EXERCISE
Output every entry exactly as given.

— start —

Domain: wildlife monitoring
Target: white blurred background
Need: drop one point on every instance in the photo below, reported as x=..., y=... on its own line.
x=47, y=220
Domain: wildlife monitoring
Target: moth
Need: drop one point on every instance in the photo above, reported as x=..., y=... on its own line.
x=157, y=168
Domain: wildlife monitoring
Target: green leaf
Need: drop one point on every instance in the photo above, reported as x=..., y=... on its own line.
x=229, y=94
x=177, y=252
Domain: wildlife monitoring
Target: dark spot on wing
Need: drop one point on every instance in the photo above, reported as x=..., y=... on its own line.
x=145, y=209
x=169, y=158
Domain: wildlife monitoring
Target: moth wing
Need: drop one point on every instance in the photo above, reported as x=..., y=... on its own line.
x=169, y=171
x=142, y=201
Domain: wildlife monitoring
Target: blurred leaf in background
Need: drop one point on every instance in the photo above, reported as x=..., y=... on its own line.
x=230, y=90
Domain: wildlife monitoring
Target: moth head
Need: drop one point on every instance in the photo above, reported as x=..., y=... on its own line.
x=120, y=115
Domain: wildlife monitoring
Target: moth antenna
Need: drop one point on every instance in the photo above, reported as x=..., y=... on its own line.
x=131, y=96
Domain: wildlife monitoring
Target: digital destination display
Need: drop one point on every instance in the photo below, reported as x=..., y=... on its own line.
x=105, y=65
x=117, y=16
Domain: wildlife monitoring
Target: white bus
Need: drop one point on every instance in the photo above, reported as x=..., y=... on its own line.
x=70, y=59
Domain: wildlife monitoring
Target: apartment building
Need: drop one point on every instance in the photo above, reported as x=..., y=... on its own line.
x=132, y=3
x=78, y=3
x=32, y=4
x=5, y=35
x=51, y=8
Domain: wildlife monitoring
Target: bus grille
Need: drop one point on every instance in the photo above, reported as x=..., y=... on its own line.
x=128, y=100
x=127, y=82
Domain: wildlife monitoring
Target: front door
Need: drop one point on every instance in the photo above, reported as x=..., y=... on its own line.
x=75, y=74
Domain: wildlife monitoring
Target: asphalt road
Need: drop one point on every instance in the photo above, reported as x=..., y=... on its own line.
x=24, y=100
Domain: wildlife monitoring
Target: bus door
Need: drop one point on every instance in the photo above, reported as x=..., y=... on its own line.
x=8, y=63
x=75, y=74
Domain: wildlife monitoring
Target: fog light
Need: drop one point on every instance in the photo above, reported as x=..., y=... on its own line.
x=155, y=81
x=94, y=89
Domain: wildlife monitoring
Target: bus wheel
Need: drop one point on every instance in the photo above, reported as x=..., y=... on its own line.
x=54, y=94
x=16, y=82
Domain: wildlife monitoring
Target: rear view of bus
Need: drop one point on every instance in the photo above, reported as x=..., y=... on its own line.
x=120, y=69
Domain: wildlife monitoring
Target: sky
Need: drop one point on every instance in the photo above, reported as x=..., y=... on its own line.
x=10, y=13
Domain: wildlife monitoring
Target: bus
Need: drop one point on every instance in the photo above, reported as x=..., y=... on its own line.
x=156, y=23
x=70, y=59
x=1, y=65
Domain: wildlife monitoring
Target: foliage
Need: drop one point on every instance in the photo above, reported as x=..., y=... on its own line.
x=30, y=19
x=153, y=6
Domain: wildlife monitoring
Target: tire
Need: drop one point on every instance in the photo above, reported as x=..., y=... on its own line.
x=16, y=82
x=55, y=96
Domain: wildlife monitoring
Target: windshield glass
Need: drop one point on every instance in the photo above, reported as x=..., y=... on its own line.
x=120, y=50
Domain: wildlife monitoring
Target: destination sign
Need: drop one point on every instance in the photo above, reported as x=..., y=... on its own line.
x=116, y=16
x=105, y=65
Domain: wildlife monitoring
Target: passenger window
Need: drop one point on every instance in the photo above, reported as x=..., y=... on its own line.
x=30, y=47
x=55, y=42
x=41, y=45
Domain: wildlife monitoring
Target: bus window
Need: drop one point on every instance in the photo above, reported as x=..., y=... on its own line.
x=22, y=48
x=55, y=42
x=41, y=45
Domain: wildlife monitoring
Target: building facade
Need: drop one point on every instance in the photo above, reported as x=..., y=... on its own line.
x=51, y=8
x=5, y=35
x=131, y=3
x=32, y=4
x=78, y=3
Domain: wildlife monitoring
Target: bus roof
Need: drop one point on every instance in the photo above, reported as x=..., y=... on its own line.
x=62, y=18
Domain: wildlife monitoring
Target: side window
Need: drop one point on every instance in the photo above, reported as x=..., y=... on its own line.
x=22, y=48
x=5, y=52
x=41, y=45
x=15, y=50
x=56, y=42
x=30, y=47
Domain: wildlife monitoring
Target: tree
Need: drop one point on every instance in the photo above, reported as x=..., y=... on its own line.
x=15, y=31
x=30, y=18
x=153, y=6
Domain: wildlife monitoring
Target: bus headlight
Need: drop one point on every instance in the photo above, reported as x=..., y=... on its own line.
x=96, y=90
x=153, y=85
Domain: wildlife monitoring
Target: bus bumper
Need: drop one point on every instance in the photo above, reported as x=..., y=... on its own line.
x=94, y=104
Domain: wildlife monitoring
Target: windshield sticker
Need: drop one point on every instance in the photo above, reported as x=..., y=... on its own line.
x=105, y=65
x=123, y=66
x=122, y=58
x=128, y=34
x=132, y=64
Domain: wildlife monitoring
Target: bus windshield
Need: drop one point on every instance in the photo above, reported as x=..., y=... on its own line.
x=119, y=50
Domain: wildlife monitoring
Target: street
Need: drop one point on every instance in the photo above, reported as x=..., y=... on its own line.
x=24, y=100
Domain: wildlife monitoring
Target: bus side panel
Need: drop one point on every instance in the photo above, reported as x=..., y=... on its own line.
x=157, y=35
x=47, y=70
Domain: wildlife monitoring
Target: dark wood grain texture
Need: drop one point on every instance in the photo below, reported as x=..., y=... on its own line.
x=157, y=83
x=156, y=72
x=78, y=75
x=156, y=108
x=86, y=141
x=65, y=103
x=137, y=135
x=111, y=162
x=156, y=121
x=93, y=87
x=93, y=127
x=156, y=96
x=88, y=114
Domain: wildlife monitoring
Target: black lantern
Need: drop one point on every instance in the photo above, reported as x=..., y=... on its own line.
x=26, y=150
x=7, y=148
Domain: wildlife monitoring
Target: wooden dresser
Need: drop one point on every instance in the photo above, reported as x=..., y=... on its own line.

— end —

RESPONSE TO THE TASK
Domain: wildlife monitoring
Target: white blurred background
Need: drop one point on every instance in the photo below, reported as x=..., y=... on its own line.
x=47, y=220
Domain: wildlife monitoring
Target: moth
Need: drop one point on every instance in the photo above, reported as x=..., y=... on its own line.
x=157, y=168
Domain: wildlife monitoring
Target: green leaf
Need: drop one point on every instance in the photo above, reported as x=..., y=... on its own line.
x=229, y=94
x=177, y=252
Domain: wildlife monitoring
Target: dark spot on wing
Need: drop one point on every instance in the photo above, reported as x=..., y=... on its own line.
x=145, y=209
x=169, y=158
Domain: wildlife monitoring
Target: moth wing
Need: drop one point on every instance in the photo above, reported as x=..., y=... on its own line.
x=169, y=171
x=142, y=201
Domain: wildlife monitoring
Target: blurred leaf in background
Need: drop one point on every instance in the photo above, reported as x=..., y=... on its own line.
x=230, y=90
Domain: wildlife monitoring
Target: moth head
Need: drop one point on every instance in the photo above, reported as x=..., y=... on its own line.
x=120, y=115
Domain: wildlife monitoring
Target: moth antenna
Need: drop one point on every instance in the photo above, reported as x=..., y=... on its own line.
x=131, y=96
Domain: wildlife monitoring
Target: digital destination display
Need: drop one point on every instance in the photo below, reported as x=..., y=... on its own line.
x=105, y=65
x=117, y=16
Domain: wildlife monitoring
Target: white bus
Need: drop one point on every instance in the photo above, reported as x=..., y=... on its own line.
x=70, y=59
Domain: wildlife monitoring
Target: apartment building
Need: drop one point on every instance in the photo above, reported as x=..., y=... on its own line.
x=132, y=3
x=78, y=3
x=32, y=4
x=5, y=35
x=51, y=8
Domain: wildlife monitoring
Target: bus grille
Need: drop one point on every instance in the photo above, reported as x=..., y=... on its own line.
x=128, y=100
x=127, y=82
Domain: wildlife monitoring
Target: front door
Need: drop one point on every instance in the photo above, reported as x=..., y=... on its own line.
x=75, y=74
Domain: wildlife monitoring
Target: asphalt road
Need: drop one point on every instance in the photo above, reported as x=..., y=... on its own line.
x=24, y=100
Domain: wildlife monitoring
Target: bus door
Need: drop one point on every instance in the photo above, reported as x=..., y=... on its own line.
x=8, y=63
x=75, y=74
Domain: wildlife monitoring
Target: fog light
Need: drop one point on every instance in the photo above, reported as x=..., y=... on its own line.
x=155, y=81
x=94, y=89
Domain: wildlife monitoring
Target: bus wheel
Need: drop one point on every instance in the photo above, reported as x=..., y=... on its own line.
x=54, y=94
x=16, y=82
Domain: wildlife monitoring
Target: rear view of bus
Need: drop one point on every instance in the photo above, reported as x=..., y=... on its own line.
x=120, y=69
Domain: wildlife monitoring
Target: sky
Need: drop one point on every instance in the photo above, reported as x=..., y=... on its own line.
x=10, y=13
Domain: wildlife monitoring
Target: bus
Need: drop one point on every instance in the photo above, reported as x=..., y=... on its own line.
x=156, y=23
x=70, y=59
x=1, y=65
Domain: wildlife monitoring
Target: foliage
Need: drop one point on every instance in the photo above, reported as x=..., y=... on its own line.
x=30, y=19
x=153, y=6
Domain: wildlife monitoring
Target: tire
Need: drop one point on every instance in the photo above, reported as x=..., y=... on its own line.
x=16, y=82
x=55, y=96
Domain: wildlife monitoring
Target: windshield glass
Need: drop one point on every instance in the photo above, reported as x=..., y=... on its own line.
x=120, y=50
Domain: wildlife monitoring
Target: destination sign
Need: drop one point on every instance in the photo above, reported as x=..., y=... on its own line.
x=116, y=16
x=105, y=65
Domain: wildlife monitoring
Target: passenger window
Need: drop one point on every instance in the photo above, reported as x=..., y=... on its own line.
x=30, y=47
x=55, y=42
x=41, y=45
Domain: wildlife monitoring
Target: bus window
Need: drop one point on every instance in the photo above, reported as x=..., y=... on its own line.
x=22, y=48
x=55, y=42
x=41, y=45
Domain: wildlife monitoring
Target: building facade
Need: drop one point on every instance in the photo above, reported as x=..., y=... on its own line.
x=51, y=8
x=5, y=35
x=131, y=3
x=32, y=4
x=78, y=3
Domain: wildlife monitoring
Target: bus roof
Need: drop one point on every instance in the photo above, reported as x=..., y=... on its own line.
x=62, y=18
Domain: wildlife monitoring
Target: side window
Need: drop one point on every instance in the photo above, reported as x=..., y=... on its own line.
x=22, y=48
x=5, y=52
x=41, y=45
x=15, y=50
x=56, y=42
x=30, y=47
Domain: wildlife monitoring
Target: tree
Need: drop one point on every instance in the photo above, reported as x=..., y=... on its own line.
x=15, y=31
x=30, y=18
x=153, y=6
Domain: wildlife monitoring
Target: bus headlight
Need: drop one point on every instance in the photo above, reported as x=..., y=... on its own line.
x=96, y=90
x=153, y=85
Domain: wildlife monitoring
Target: bus bumper
Need: drop one point on every instance in the photo above, reported as x=..., y=... on its own line.
x=94, y=104
Domain: wildlife monitoring
Target: windshield sticker
Need: drop one point on every instance in the photo above, reported as x=..., y=... on its own line.
x=105, y=65
x=123, y=66
x=122, y=58
x=128, y=34
x=132, y=64
Domain: wildlife monitoring
Target: bus windshield
Need: drop one point on every instance in the photo above, reported as x=..., y=... on its own line.
x=119, y=50
Domain: wildlife monitoring
Target: street
Need: drop one point on every instance in the photo above, reported as x=..., y=... on its own line.
x=24, y=100
Domain: wildlife monitoring
Target: bus side panel
Need: drop one point on every instance in the photo above, reported as x=..., y=... on its own line.
x=157, y=35
x=47, y=70
Domain: wildlife monitoring
Target: dark wood grain texture
Need: drop one point on every instance in the photo below, reported as x=..., y=... on its own line.
x=157, y=83
x=156, y=72
x=78, y=75
x=156, y=108
x=86, y=141
x=65, y=103
x=137, y=135
x=111, y=162
x=156, y=121
x=93, y=87
x=93, y=127
x=156, y=96
x=88, y=114
Domain: wildlife monitoring
Target: black lantern
Need: drop one point on every instance in the photo above, reported as x=..., y=... on its own line.
x=26, y=150
x=7, y=148
Domain: wildlife monitoring
Target: wooden dresser
Need: drop one point on every instance in the photo above, reported as x=..., y=... on its own line.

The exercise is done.